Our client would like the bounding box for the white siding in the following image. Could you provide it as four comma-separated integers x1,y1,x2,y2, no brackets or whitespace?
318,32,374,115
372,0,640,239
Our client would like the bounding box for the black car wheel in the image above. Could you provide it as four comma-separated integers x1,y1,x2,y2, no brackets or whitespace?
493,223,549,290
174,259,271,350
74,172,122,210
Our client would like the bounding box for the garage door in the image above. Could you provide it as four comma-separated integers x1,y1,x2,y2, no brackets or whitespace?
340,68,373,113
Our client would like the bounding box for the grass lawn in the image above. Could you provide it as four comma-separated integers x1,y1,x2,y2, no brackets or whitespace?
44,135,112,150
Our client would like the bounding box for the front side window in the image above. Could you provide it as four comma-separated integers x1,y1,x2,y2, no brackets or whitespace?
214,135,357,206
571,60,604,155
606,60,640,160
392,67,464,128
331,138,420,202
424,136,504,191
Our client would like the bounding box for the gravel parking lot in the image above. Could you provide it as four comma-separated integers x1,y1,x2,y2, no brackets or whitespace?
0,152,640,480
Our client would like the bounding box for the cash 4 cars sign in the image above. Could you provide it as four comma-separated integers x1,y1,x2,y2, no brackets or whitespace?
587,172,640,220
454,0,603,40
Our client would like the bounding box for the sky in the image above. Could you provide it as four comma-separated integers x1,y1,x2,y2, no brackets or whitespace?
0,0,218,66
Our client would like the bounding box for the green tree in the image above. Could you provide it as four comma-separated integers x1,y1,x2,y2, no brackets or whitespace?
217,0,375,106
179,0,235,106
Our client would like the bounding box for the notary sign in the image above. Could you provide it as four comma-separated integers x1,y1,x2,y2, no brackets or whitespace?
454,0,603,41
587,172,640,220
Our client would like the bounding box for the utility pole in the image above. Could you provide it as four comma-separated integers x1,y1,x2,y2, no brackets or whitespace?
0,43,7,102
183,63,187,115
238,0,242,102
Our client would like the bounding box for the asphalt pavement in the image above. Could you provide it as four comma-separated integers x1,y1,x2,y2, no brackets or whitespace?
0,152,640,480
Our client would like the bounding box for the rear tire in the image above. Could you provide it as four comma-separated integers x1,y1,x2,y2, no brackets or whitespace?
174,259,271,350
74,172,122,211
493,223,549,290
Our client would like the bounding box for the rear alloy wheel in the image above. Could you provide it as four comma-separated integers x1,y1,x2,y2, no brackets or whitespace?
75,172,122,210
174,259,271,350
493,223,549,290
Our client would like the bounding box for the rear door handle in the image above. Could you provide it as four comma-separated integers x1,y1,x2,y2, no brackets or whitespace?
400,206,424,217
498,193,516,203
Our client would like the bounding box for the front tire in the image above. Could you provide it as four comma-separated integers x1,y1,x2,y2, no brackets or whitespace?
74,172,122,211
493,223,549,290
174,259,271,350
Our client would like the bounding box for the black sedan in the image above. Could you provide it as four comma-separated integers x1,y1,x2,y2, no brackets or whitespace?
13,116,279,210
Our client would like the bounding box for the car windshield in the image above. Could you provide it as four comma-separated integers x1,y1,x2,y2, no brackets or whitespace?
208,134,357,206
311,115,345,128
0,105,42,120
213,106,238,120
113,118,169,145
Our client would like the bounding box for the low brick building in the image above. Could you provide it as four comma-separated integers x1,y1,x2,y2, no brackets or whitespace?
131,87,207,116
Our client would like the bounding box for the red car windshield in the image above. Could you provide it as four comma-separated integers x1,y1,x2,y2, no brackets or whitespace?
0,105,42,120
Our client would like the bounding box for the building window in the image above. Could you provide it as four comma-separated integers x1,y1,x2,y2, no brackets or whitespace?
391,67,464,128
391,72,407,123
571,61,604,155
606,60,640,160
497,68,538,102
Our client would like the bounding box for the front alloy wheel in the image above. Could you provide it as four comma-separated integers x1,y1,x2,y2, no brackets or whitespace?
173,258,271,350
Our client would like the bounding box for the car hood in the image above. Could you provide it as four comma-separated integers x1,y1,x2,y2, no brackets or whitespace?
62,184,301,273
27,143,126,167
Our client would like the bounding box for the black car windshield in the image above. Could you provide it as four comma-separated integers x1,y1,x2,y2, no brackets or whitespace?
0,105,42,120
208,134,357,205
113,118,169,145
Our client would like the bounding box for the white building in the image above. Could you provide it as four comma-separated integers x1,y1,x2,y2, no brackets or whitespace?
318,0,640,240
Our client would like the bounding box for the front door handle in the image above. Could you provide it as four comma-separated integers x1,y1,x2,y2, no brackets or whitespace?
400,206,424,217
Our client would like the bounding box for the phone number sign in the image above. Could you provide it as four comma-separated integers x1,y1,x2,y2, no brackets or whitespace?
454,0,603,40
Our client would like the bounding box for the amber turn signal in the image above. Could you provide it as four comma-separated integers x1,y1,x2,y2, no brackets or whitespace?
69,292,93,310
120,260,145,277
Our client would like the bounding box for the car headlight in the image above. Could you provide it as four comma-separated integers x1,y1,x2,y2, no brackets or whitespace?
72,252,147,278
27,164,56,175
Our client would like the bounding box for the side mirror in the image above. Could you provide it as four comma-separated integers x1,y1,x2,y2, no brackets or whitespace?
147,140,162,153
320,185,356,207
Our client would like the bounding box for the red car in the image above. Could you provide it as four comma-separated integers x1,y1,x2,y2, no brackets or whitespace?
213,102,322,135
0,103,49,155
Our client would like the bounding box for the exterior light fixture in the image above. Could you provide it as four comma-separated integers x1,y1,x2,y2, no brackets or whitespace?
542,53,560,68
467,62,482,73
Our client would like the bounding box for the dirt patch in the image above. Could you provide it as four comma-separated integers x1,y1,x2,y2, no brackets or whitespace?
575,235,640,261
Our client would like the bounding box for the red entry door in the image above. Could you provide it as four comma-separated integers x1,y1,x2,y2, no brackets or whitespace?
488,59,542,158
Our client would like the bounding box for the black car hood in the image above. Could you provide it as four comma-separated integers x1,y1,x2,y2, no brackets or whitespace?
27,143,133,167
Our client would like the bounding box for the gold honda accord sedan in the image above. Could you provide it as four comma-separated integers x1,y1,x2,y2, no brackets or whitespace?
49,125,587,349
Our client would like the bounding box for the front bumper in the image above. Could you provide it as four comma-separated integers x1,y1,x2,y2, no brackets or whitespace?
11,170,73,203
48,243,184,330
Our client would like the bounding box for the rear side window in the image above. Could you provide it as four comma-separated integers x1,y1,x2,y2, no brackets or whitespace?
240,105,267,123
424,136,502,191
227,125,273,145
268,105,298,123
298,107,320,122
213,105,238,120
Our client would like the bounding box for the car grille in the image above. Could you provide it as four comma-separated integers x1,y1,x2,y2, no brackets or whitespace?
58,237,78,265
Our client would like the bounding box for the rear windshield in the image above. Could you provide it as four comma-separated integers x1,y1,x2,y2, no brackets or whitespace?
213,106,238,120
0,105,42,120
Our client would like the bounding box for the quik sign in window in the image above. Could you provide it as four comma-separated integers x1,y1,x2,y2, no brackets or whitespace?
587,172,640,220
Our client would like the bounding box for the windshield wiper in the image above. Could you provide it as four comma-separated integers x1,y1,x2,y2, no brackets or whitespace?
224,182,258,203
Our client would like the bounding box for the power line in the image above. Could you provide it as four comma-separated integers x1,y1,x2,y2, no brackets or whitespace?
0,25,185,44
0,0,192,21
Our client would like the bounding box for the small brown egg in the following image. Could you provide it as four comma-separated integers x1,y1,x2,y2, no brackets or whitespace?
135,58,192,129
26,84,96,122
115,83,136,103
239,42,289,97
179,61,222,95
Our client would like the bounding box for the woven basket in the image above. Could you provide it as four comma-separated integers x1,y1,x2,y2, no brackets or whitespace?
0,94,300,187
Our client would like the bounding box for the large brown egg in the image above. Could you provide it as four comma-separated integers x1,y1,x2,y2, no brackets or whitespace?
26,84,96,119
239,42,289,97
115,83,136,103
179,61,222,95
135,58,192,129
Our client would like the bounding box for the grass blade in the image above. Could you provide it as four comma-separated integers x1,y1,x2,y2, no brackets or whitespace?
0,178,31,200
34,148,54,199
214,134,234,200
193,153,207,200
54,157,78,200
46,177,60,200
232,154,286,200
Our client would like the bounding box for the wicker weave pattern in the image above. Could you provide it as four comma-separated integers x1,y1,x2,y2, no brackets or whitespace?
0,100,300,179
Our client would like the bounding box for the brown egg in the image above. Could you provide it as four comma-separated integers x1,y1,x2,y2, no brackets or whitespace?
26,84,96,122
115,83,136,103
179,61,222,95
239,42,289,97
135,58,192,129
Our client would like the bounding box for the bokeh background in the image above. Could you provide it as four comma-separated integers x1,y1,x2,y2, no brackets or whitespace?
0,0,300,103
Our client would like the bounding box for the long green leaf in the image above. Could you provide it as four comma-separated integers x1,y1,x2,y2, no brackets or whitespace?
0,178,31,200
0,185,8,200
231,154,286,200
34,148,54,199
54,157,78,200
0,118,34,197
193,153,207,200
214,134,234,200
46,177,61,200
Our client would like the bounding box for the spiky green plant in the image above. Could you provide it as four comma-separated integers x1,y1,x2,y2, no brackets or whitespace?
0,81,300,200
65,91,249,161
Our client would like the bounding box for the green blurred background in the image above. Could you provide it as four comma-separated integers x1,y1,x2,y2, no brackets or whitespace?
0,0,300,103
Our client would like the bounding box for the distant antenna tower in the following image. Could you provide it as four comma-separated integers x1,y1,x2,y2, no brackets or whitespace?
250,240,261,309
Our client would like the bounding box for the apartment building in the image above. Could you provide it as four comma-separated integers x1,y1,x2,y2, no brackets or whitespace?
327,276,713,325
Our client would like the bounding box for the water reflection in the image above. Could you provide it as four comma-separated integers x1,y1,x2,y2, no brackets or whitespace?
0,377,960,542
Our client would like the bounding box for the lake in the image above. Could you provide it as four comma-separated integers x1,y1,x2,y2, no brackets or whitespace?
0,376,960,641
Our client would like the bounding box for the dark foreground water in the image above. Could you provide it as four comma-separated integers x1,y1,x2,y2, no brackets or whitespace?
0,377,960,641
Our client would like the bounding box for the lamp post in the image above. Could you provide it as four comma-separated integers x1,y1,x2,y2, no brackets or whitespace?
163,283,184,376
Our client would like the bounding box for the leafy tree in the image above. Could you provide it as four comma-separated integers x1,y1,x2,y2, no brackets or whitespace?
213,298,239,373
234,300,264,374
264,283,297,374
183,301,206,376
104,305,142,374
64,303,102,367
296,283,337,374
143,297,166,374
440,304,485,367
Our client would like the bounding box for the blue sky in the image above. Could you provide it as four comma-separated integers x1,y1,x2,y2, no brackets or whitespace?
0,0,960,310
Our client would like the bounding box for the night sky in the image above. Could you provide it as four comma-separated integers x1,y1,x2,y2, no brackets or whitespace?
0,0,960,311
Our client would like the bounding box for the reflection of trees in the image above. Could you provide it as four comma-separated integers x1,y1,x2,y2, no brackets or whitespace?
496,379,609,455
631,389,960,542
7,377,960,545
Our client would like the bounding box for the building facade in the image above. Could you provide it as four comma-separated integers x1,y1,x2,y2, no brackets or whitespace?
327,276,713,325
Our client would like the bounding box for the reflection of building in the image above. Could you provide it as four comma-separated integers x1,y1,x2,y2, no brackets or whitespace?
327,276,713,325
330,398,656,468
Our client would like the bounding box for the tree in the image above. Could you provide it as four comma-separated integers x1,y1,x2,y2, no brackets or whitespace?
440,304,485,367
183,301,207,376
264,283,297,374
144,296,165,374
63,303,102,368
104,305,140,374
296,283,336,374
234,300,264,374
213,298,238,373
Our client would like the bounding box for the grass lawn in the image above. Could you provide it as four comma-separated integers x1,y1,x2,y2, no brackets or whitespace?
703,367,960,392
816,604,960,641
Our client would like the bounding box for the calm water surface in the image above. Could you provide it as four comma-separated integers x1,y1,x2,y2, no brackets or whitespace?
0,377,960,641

# # #

TASK
Repeat exactly, and only, the lines from the one containing "Our client would like the bounding box for the building facade" through the end of the material.

EXERCISE OUTPUT
Our client would like the bounding box for the building facade in the image above. Could you provide it as four comma-separated integers x1,y1,x2,y2, no brackets or whitespace?
327,276,713,325
Our client would like the bounding box for the reflection of building in the image above. Could you provide it as four comma-separated integers x1,y1,x2,y2, no brackets or whitespace?
327,276,713,325
330,398,656,468
Our client would like the bounding box for the tree in the image above. Could you provide it as four comma-separated integers x1,y1,x2,y2, no brackets or whitespace?
440,304,485,367
183,301,207,376
264,283,297,374
144,296,165,374
63,303,102,368
104,305,140,374
296,283,336,374
234,300,264,374
213,298,238,373
Our client would like the bounding box for the grass lawn in the image above. Could you provide it as four comma-separated integers x1,y1,x2,y2, no brackets or whitespace?
703,367,960,392
816,604,960,641
Our client would like the bounding box for the calm water surface in the image above. Could you provide it as four comma-separated integers x1,y1,x2,y2, no brackets or whitespace?
0,377,960,641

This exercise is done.